Instructions to follow: Rewrite the part of the data that begins with the line containing "Sports-analytics tagging: mark the cage" and runs through the end of the data, keeping every labeling request unchanged. Scale each point coordinate in the answers by 2.25, rounding to the nearest whole number with halves rounded up.

____ Data for this task

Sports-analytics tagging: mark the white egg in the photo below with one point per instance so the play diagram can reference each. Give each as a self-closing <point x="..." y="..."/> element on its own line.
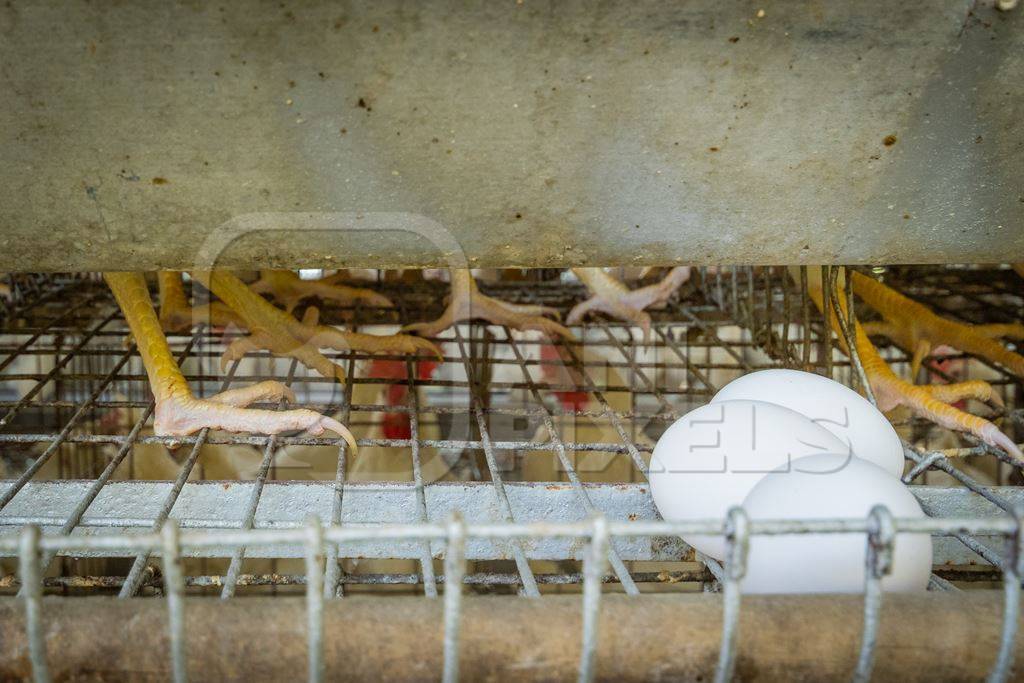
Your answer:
<point x="836" y="407"/>
<point x="830" y="486"/>
<point x="710" y="459"/>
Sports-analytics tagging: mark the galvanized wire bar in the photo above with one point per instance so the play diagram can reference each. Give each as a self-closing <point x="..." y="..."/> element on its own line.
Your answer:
<point x="455" y="569"/>
<point x="737" y="546"/>
<point x="426" y="560"/>
<point x="333" y="574"/>
<point x="1013" y="569"/>
<point x="522" y="564"/>
<point x="174" y="589"/>
<point x="606" y="410"/>
<point x="616" y="563"/>
<point x="879" y="561"/>
<point x="826" y="337"/>
<point x="848" y="329"/>
<point x="593" y="572"/>
<point x="83" y="409"/>
<point x="235" y="568"/>
<point x="31" y="575"/>
<point x="57" y="367"/>
<point x="15" y="353"/>
<point x="314" y="598"/>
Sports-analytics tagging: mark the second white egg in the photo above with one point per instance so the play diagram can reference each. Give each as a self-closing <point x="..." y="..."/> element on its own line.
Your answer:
<point x="710" y="459"/>
<point x="836" y="407"/>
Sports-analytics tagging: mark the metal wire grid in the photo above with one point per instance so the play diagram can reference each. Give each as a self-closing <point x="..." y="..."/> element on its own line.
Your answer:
<point x="81" y="303"/>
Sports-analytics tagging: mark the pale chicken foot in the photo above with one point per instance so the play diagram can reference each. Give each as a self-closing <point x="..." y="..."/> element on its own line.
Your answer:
<point x="178" y="413"/>
<point x="280" y="333"/>
<point x="467" y="303"/>
<point x="612" y="297"/>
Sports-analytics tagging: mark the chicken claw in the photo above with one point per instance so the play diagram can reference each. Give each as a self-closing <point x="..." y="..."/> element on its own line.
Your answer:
<point x="612" y="297"/>
<point x="467" y="303"/>
<point x="931" y="402"/>
<point x="289" y="289"/>
<point x="914" y="328"/>
<point x="178" y="413"/>
<point x="280" y="333"/>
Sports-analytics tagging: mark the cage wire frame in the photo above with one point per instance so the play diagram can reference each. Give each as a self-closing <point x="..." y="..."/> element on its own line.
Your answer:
<point x="165" y="538"/>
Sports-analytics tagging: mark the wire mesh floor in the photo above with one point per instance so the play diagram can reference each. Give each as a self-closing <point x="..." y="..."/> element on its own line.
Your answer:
<point x="509" y="427"/>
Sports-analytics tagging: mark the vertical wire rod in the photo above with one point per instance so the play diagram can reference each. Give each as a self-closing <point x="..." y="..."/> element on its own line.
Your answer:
<point x="235" y="568"/>
<point x="455" y="571"/>
<point x="475" y="401"/>
<point x="174" y="589"/>
<point x="1013" y="566"/>
<point x="65" y="432"/>
<point x="737" y="546"/>
<point x="826" y="304"/>
<point x="314" y="598"/>
<point x="332" y="577"/>
<point x="76" y="516"/>
<point x="805" y="318"/>
<point x="848" y="328"/>
<point x="33" y="594"/>
<point x="55" y="371"/>
<point x="134" y="579"/>
<point x="593" y="575"/>
<point x="581" y="492"/>
<point x="426" y="560"/>
<point x="879" y="562"/>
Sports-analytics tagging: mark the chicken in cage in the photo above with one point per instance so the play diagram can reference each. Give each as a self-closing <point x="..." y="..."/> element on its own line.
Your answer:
<point x="511" y="341"/>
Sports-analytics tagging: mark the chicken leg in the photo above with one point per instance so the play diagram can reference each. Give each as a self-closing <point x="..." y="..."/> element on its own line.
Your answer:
<point x="177" y="315"/>
<point x="915" y="329"/>
<point x="178" y="413"/>
<point x="612" y="297"/>
<point x="930" y="402"/>
<point x="467" y="303"/>
<point x="289" y="290"/>
<point x="280" y="333"/>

________

Result below:
Sports-analytics tagging: mark the cage wire frame in the photo above with one point per instance so the play diagram can reference each. Give each as a self-closing <point x="..." y="..."/> element on its own line.
Your answer:
<point x="371" y="1211"/>
Sports-analytics tagging: mark the wire mesh floor in the photo above with one point per instance so the play diagram can reference each. Give each as a self-closing <point x="..." y="..."/> element on its own line.
Your answer:
<point x="1145" y="961"/>
Sports-analytics tagging: mark the vertical wire rod in the photo above with one point per instance so the play diagram can reference each. Give each as a self-closing <point x="..." y="..."/> element on its own line.
Your answer:
<point x="529" y="1278"/>
<point x="1024" y="1285"/>
<point x="1069" y="902"/>
<point x="392" y="1325"/>
<point x="2279" y="1274"/>
<point x="146" y="972"/>
<point x="1658" y="1229"/>
<point x="1859" y="684"/>
<point x="707" y="1346"/>
<point x="747" y="1298"/>
<point x="171" y="1161"/>
<point x="1811" y="716"/>
<point x="1908" y="738"/>
<point x="74" y="1337"/>
<point x="124" y="835"/>
<point x="302" y="1303"/>
<point x="1334" y="1294"/>
<point x="1307" y="1107"/>
<point x="959" y="1260"/>
<point x="1978" y="1265"/>
Sports-analytics tagging: mark the chicken in cage in the photo above with one point per instance so the play diagram can reference each. Give each as a self-closing <point x="..." y="..."/> element on its own line.
Your answer:
<point x="1150" y="767"/>
Sports-analytics tagging: mark the chicken leg in the photo above with one point per instance so the play diagram can reference each. Give each as a self-closing <point x="..." y="..."/> element on its own line.
Your answer:
<point x="398" y="709"/>
<point x="2059" y="740"/>
<point x="401" y="929"/>
<point x="1377" y="668"/>
<point x="2093" y="905"/>
<point x="1051" y="682"/>
<point x="650" y="653"/>
<point x="630" y="749"/>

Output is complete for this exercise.